PROBLEM TO SOLVE — Print every one of the following items verbatim, preserving each line without alteration.

↓↓↓

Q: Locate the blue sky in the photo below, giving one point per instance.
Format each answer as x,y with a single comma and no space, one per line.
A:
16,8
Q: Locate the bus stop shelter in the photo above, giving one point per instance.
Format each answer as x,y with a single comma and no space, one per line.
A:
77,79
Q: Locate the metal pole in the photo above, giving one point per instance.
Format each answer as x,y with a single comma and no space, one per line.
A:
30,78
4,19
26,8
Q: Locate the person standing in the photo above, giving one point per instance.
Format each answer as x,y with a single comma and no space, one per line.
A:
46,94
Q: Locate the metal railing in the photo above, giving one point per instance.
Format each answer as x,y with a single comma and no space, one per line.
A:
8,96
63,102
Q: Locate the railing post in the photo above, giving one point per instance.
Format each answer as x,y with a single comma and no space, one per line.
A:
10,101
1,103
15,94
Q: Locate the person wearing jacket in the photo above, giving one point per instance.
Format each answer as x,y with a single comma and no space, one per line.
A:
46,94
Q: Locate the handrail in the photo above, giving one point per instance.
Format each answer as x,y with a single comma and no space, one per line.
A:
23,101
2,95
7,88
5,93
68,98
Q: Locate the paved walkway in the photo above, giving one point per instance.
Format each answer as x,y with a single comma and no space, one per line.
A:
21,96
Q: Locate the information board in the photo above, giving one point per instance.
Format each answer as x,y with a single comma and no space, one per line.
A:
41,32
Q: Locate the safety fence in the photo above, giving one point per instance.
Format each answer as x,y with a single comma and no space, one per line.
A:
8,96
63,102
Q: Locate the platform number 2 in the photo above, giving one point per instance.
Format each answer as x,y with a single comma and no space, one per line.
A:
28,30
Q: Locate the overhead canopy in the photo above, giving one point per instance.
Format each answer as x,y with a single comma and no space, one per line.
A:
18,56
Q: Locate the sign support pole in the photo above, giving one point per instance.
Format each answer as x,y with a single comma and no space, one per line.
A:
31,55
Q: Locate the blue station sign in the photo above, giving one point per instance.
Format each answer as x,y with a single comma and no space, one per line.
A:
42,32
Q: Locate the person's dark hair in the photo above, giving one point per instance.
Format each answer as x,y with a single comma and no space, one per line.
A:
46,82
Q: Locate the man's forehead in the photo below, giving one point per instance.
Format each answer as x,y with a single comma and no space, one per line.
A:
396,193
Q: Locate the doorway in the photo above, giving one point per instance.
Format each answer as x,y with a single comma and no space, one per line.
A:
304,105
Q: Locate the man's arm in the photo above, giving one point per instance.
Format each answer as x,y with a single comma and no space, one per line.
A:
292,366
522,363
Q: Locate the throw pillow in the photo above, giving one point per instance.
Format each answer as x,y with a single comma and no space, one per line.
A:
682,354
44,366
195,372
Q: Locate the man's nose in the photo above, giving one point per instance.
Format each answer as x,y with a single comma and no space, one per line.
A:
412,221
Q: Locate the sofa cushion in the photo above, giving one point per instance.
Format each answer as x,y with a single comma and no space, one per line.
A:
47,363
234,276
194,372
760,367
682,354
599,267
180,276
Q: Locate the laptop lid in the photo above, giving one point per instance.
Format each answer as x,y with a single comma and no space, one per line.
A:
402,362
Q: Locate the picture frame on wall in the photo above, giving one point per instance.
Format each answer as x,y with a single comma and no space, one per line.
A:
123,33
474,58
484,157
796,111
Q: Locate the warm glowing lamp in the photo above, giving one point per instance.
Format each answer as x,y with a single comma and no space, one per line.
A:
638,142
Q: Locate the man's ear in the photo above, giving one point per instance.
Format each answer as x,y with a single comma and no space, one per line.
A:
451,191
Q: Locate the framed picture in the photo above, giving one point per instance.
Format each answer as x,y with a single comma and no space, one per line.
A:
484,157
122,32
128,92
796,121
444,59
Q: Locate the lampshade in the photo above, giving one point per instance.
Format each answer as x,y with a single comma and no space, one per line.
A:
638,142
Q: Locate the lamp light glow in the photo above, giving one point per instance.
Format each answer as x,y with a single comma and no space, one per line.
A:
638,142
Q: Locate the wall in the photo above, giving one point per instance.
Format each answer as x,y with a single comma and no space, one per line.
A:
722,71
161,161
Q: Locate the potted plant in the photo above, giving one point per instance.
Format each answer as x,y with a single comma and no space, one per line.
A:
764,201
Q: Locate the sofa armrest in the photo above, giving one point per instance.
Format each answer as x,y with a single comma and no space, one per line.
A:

↑↑↑

FULL OUTPUT —
Q: Locate the blue sky in the photo below, giving one point per instance.
Format each answer as x,y with a single comma and no space, one per line.
A:
16,8
Q: Locate the bus stop shelter in the photo above, giving one point per instance.
Format each answer as x,y with a single comma and no space, one per line.
A:
77,79
Q: Locate the metal pole in the photo above, giving one point per instance.
Format each answer as x,y with a single comma and no space, one per line.
A:
30,78
4,19
26,8
Q: Locate the person standing in the photo above, giving one point per instance.
Format each answer as x,y with a single comma and no space, one per line.
A:
46,94
Q: Locate the metal railing in the photo above, giving one point per instance.
Format each answer as x,y with a single comma and no space, one per line.
A:
8,96
63,102
Q: Locate the railing post in the photo above, giving one point per instance.
Format each answer as x,y with a single comma and no space, one per line.
A:
10,101
1,103
15,94
Q: Locate the person wearing jacket in the photo above, giving one point per instance.
Format each answer as x,y with a single comma and no space, one per line.
A:
46,94
Q: Locate the handrail in the photo above, giving one point per instance.
Format each answer as x,y with a single comma and no space, one per line.
A:
23,101
2,95
7,88
5,93
68,98
Q: Locate the paved walkway in the photo above, giving one point per instance.
Format each answer as x,y with a single comma and no space, one per line.
A:
21,96
Q: Locate the information board in the photo above, giving one point per instance.
Format each answer as x,y with a single comma and no space, one per line.
A:
41,32
Q: Locate the safety fence in the photo above, giving one point per instance.
Format each answer as x,y with a single comma and no space, one per line.
A:
8,96
63,102
Q: Locate the platform number 2 in the photo above, giving one point per instance.
Format each answer as x,y with a single comma and no space, one per line.
A:
28,30
Q: Locate the overhead canopy in the photo above, giving one point per instance.
Format each answer as x,y with a single comma and no space, one per line.
A:
18,56
Q: Locate the sign support pole in the photo above, giving one point per instance.
Format each answer as x,y with a single comma and no space, one per line.
A:
31,55
Q: Locate the blue station sign in the photo above, giving one point per instance.
Format each answer as x,y with a single comma and no space, one per line.
A:
42,32
Q: Locate the person's dark hair in the photo above, giving one point per instance.
Format each answer as x,y with a single comma and no space, one per line.
A:
46,82
Q: Locate the man's forehead in the photo below, giving one point per instance.
Format each answer as x,y with a single comma and no space, one per line.
A:
396,193
Q: Locate the doorway in the photo above, giving one point per instance.
Format each answer as x,y with a single comma and no space, one per line.
A:
304,105
Q: Locate the man's arm in the photo above, giving one point per instance.
Format each answer as x,y with a single comma and no space, one per line.
A:
292,366
522,363
Q: Locate the throw pillow in the photo above, giving one point per instance.
Format each answer as x,y with a single comma and no space, one per line.
A:
682,354
44,366
195,372
Q: Locate the man's nose in the photo above, giving one point per instance.
Format each answer as x,y with a single comma and no space, one per line.
A:
412,221
Q: Locate the sofa cushion in the photo above, giving one point per instance.
Format each answer as x,y with a single comma and no space, one per line.
A:
47,363
234,276
194,372
760,367
682,354
599,267
180,276
Q: Locate the laptop lid in the photo above, giving one point per instance.
Format each answer as x,y with a single comma and no space, one per line.
A:
402,362
Q: Locate the picture frame on wall in the photo above, giving one point per instance.
Format each answer as x,y with a single comma and no space, one per line.
A:
123,33
474,58
484,157
796,111
Q: Locate the warm glowing lamp in the photo above, giving one point per instance.
Format each answer as x,y with a single comma and no space, one per line.
A:
638,142
Q: Locate the man's ear in the photo above, giving one point per instance.
Format each answer as x,y with a single comma and no space, one per line.
A:
451,191
Q: Locate the framed picture in the photo above, giving one point per instance.
Format each answer as x,y with a single comma and no space, one per line.
A:
484,157
122,32
128,92
796,121
444,59
Q: Locate the lampshade in the photo above, giving one point per instance.
Format each answer as x,y with a single comma and no space, one per line.
A:
638,142
Q: Locate the lamp light glow in the photo above, giving one point per instance.
Format each answer as x,y with a single comma and no space, one per line.
A:
638,142
Q: Locate the wall in the photo above, giving one point per instance.
Format each answer as x,y with a single comma and no space, one per line.
A:
722,71
161,161
Q: Locate the potted plant in the photo above, giving one point per instance.
Format each answer as x,y with a single comma and no space, one per line.
A:
764,201
Q: Locate the sofa armrest in the photo above, giving one point per instance.
Format each answer as x,y with a single comma and no space, one per line.
A:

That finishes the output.